Reproduce the article below about transnational crime in California word for word, in full.

-- TEXT EXTRACT start --

The same high-profile assets that make California an engine for America’s creativity and economy – think Silicon Valley and Hollywood – have made it a magnet for international criminal enterprises. If that sounds like a cover story for “Duh Magazine,” the first comprehensive report about it was released here Thursday, and it backs up the assertions with data and investigative evidence – and recommends what to do next.

“California is a global leader on a number of fronts and, unfortunately, transnational criminal activity is one of them,” says a report by California Attorney General Kamala Harris, calling the state the top target in the United States for fraudulent and lawless organizations originating everywhere from China to Africa to Eastern Europe.

Specifically, California leads all US states in the number of victims of Internet crimes, the number of computer systems hacked or attacked by malware, the amount of financial losses suffered by all of the above, and the number of victims of identity fraud, according to the 181-page report, entitled “Gangs Beyond Borders.”

The report describes operations as running “the gamut from traditional crimes – such as narcotics, weapons or human trafficking – to complex money laundering schemes and specialized cybercrimes.”

The amount of illicit money moving through California’s economy – approximately the world’s eighth largest – “threatens the security of the state’s financial institutions, local businesses, and communities, with an estimated $30 to $40 billion in illicit funds laundered through California commerce every year,” it says.

From 2009 to 2012, the number of intentional breaches of computer networks and databases in the US jumped by 280 percent, and California – whose gross domestic product is currently $2 trillion – leads the nation, it says.

-- TEXT EXTRACT end --
-- RECORD EXCERPTS start --

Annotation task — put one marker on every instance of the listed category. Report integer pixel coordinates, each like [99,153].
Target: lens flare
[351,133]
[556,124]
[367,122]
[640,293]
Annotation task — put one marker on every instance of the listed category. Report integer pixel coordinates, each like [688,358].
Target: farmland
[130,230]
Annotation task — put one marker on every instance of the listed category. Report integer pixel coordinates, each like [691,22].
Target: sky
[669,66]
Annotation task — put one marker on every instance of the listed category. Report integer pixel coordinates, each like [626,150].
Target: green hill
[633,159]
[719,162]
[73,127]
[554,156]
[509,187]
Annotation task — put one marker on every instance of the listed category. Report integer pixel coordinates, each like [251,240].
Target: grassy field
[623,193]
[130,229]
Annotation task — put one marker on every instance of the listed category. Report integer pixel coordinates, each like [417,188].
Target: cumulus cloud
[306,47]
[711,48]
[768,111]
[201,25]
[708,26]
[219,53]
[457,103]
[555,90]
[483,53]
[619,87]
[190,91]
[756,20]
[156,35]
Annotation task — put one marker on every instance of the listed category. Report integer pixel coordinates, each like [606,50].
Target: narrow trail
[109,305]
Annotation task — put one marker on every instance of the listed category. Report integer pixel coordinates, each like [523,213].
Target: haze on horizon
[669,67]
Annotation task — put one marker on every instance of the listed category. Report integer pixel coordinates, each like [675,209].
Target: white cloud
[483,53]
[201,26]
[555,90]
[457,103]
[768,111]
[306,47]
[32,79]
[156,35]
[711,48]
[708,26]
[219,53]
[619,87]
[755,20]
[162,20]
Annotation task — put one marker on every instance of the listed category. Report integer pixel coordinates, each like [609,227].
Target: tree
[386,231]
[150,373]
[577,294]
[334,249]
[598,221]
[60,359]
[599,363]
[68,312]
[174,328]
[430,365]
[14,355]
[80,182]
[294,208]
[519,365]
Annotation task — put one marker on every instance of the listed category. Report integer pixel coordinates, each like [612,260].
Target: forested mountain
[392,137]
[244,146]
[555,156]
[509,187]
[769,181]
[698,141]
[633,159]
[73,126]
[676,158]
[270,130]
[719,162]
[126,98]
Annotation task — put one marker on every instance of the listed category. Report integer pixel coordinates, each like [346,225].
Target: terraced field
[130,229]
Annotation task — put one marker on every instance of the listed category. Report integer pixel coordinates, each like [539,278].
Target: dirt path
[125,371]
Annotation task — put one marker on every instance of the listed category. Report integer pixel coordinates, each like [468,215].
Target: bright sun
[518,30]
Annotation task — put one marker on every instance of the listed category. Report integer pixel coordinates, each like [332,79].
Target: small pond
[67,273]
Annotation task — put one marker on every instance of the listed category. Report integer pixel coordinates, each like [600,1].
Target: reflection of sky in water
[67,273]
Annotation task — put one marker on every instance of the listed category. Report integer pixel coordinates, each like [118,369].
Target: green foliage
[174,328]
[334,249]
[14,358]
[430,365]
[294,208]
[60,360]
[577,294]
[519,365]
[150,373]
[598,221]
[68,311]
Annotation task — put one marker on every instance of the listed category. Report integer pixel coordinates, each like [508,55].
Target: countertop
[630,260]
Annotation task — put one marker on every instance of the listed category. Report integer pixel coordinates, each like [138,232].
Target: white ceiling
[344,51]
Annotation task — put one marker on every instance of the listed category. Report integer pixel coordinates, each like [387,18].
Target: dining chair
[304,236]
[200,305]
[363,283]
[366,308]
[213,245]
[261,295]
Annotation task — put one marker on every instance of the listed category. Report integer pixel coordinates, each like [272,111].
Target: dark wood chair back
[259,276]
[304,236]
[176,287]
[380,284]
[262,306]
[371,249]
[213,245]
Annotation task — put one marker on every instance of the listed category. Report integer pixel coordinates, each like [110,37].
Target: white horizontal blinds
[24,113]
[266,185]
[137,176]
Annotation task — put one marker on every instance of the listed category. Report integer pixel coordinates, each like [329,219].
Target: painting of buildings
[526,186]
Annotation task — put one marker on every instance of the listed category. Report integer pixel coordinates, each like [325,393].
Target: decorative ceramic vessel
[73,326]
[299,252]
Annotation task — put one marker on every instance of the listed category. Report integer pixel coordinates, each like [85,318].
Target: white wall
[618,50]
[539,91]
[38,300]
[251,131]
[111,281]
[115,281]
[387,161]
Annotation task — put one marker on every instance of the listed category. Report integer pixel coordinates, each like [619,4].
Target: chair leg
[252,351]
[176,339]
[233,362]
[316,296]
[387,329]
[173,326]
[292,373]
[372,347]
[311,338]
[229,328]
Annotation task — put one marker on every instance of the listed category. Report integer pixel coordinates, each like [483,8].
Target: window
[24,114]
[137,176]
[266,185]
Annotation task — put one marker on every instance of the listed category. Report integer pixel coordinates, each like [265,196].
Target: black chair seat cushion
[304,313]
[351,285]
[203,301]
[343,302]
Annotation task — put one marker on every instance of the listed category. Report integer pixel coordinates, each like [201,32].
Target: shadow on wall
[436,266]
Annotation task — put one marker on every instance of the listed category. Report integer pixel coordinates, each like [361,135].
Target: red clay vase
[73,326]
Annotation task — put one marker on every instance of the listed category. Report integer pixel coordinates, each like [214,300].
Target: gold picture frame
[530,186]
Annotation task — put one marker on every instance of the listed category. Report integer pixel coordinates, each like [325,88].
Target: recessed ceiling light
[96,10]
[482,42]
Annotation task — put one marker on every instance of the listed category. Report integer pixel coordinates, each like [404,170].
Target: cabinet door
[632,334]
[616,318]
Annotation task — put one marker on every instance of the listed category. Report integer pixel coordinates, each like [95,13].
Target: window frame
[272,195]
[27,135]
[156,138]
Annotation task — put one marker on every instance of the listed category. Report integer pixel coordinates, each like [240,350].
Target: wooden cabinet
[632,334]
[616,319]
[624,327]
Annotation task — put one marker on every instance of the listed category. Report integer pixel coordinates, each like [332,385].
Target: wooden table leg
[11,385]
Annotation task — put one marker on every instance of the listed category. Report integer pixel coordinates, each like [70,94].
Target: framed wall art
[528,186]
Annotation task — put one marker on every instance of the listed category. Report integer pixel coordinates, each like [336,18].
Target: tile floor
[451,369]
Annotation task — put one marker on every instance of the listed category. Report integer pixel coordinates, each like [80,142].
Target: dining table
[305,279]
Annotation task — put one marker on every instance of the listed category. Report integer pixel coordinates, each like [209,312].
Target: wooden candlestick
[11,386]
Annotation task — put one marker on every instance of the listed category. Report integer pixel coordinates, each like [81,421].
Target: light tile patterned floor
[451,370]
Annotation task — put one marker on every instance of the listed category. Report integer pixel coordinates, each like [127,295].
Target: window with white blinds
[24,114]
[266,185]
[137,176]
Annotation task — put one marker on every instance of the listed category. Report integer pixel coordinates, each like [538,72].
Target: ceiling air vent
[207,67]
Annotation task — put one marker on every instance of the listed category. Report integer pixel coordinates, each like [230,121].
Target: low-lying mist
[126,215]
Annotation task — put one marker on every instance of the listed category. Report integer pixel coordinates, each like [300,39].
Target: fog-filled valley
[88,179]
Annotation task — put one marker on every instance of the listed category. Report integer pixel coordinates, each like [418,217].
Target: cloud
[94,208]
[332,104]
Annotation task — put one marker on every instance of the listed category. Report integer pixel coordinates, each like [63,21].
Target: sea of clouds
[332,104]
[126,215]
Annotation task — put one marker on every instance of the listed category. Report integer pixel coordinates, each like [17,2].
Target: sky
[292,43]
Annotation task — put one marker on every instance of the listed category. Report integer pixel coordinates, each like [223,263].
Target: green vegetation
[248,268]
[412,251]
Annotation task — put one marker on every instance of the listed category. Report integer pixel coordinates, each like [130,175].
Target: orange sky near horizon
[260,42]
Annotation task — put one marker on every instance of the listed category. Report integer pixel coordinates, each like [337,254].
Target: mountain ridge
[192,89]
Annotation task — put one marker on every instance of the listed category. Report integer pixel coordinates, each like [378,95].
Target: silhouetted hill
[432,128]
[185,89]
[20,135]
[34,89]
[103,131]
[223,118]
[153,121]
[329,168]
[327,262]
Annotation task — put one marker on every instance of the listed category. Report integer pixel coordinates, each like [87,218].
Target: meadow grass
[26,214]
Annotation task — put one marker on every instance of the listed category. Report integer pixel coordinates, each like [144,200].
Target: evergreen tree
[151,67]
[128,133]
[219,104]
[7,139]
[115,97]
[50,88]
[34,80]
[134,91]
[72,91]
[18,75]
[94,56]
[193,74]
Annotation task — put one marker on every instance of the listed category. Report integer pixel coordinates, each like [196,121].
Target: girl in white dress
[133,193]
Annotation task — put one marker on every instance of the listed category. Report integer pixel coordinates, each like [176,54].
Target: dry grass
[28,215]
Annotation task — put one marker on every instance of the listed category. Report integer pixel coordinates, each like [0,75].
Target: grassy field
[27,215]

-- RECORD EXCERPTS end --

* **ANSWER TO THE TASK**
The same high-profile assets that make California an engine for America’s creativity and economy – think Silicon Valley and Hollywood – have made it a magnet for international criminal enterprises. If that sounds like a cover story for “Duh Magazine,” the first comprehensive report about it was released here Thursday, and it backs up the assertions with data and investigative evidence – and recommends what to do next.

“California is a global leader on a number of fronts and, unfortunately, transnational criminal activity is one of them,” says a report by California Attorney General Kamala Harris, calling the state the top target in the United States for fraudulent and lawless organizations originating everywhere from China to Africa to Eastern Europe.

Specifically, California leads all US states in the number of victims of Internet crimes, the number of computer systems hacked or attacked by malware, the amount of financial losses suffered by all of the above, and the number of victims of identity fraud, according to the 181-page report, entitled “Gangs Beyond Borders.”

The report describes operations as running “the gamut from traditional crimes – such as narcotics, weapons or human trafficking – to complex money laundering schemes and specialized cybercrimes.”

The amount of illicit money moving through California’s economy – approximately the world’s eighth largest – “threatens the security of the state’s financial institutions, local businesses, and communities, with an estimated $30 to $40 billion in illicit funds laundered through California commerce every year,” it says.

From 2009 to 2012, the number of intentional breaches of computer networks and databases in the US jumped by 280 percent, and California – whose gross domestic product is currently $2 trillion – leads the nation, it says.